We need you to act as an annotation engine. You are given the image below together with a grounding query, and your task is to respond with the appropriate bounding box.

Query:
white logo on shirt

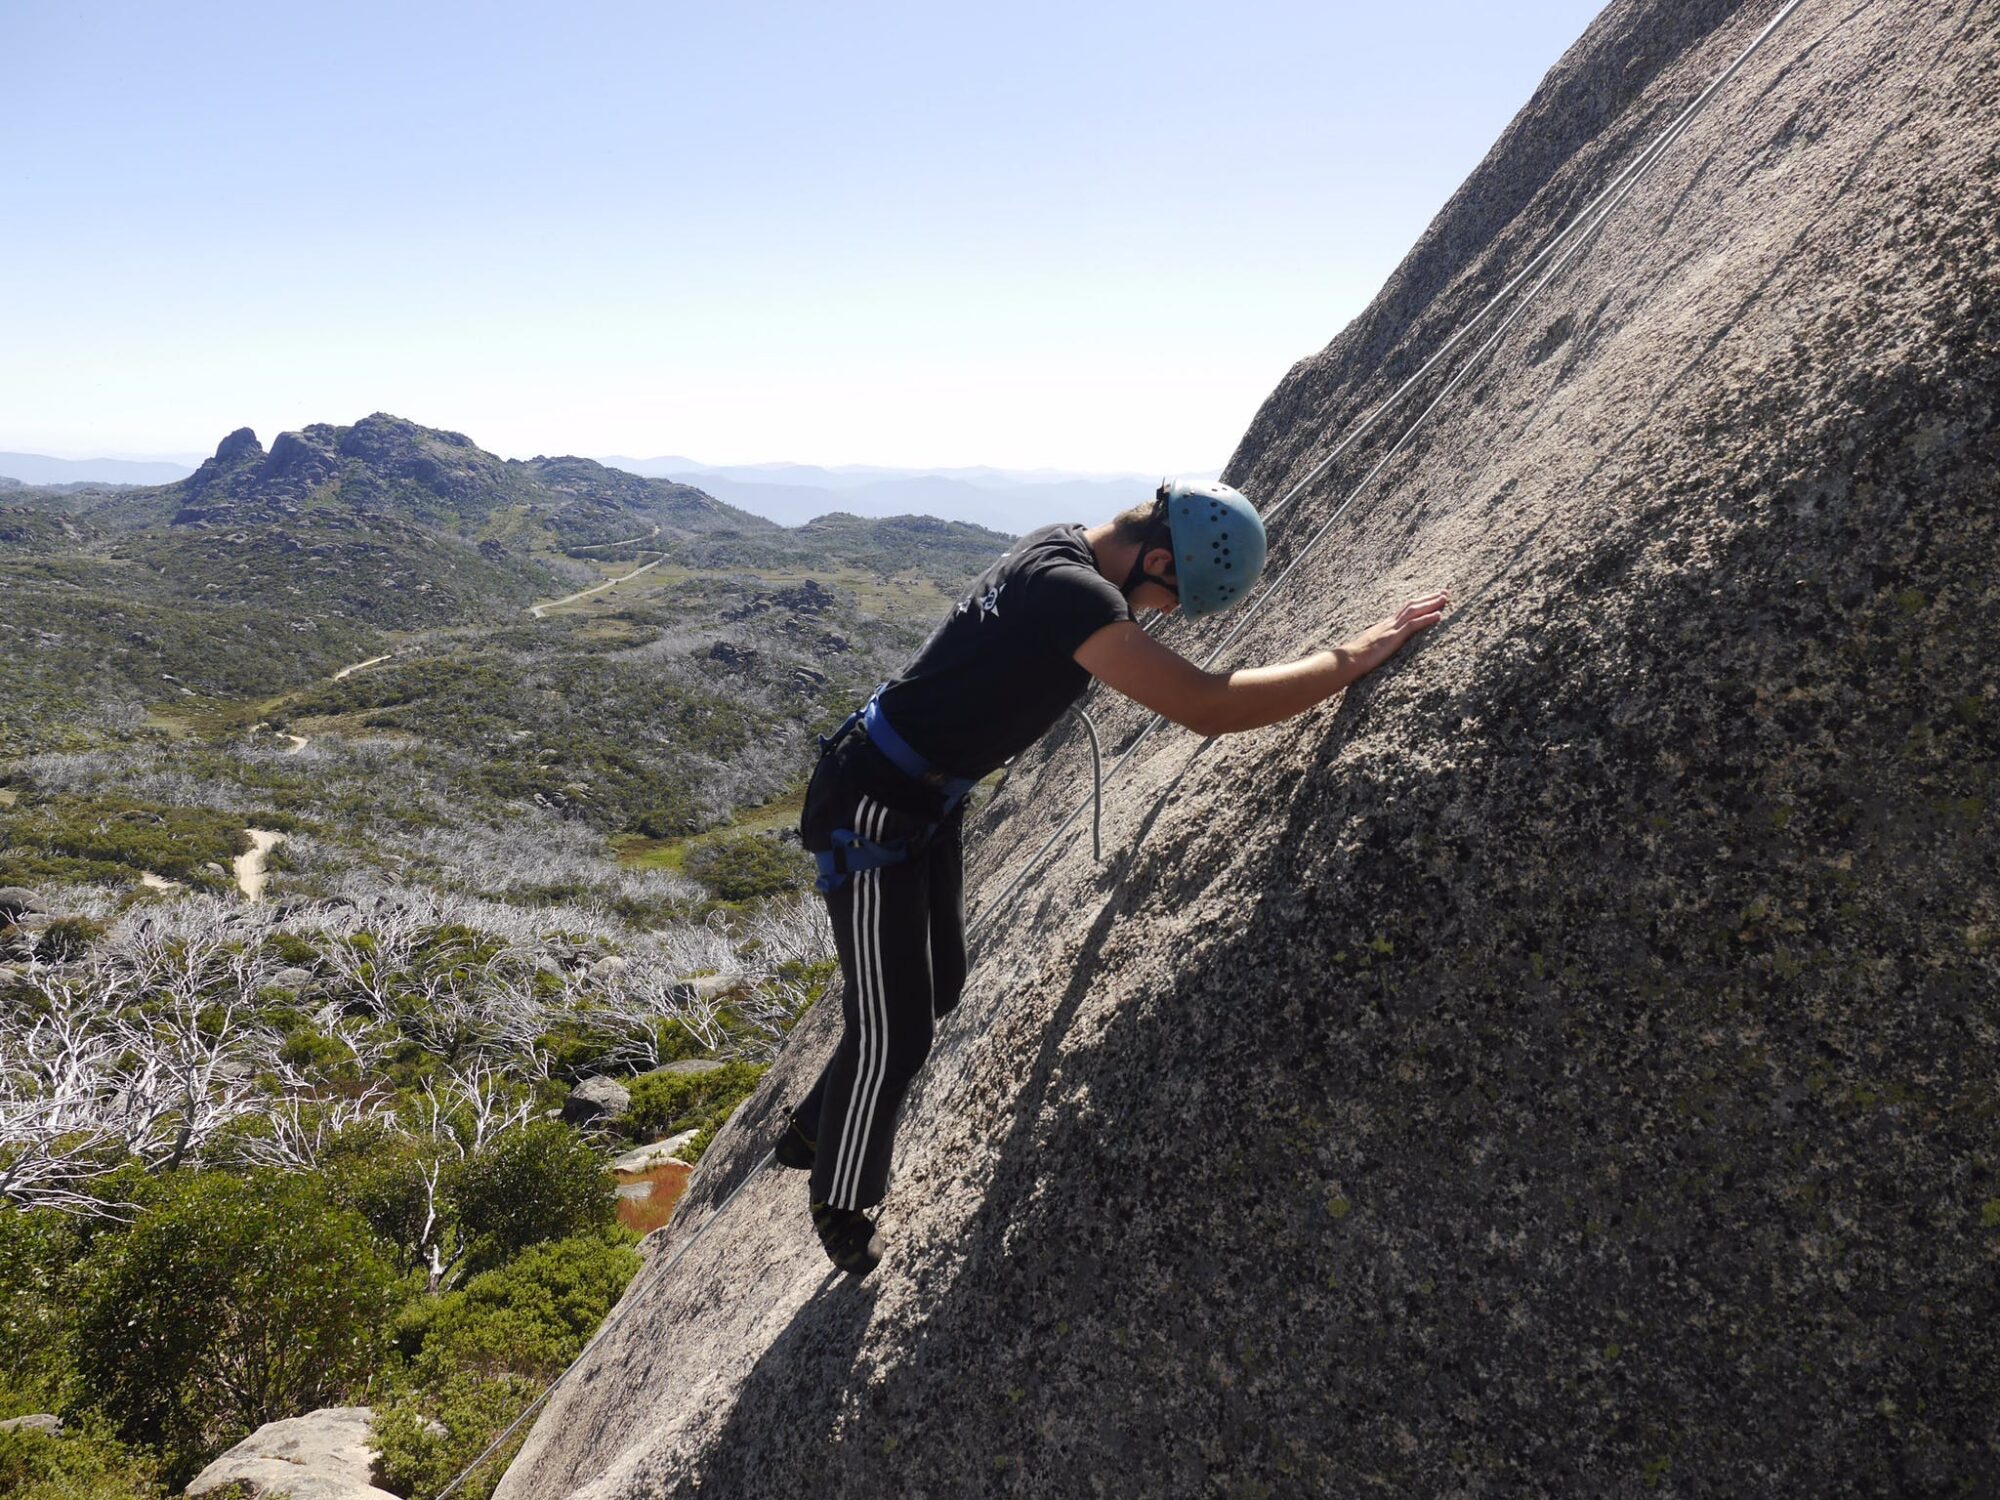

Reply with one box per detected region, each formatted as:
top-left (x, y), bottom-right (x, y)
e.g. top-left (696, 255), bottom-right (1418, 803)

top-left (979, 584), bottom-right (1003, 618)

### Exercise objective
Search the listing for the string "with". Copy each line where it turns up.

### Result of the task
We need you to act as an annotation engine. You are given the image below together with a grounding query, and your task is to respond with the appropriate bounding box.
Reply with one box per detected region, each formatted as:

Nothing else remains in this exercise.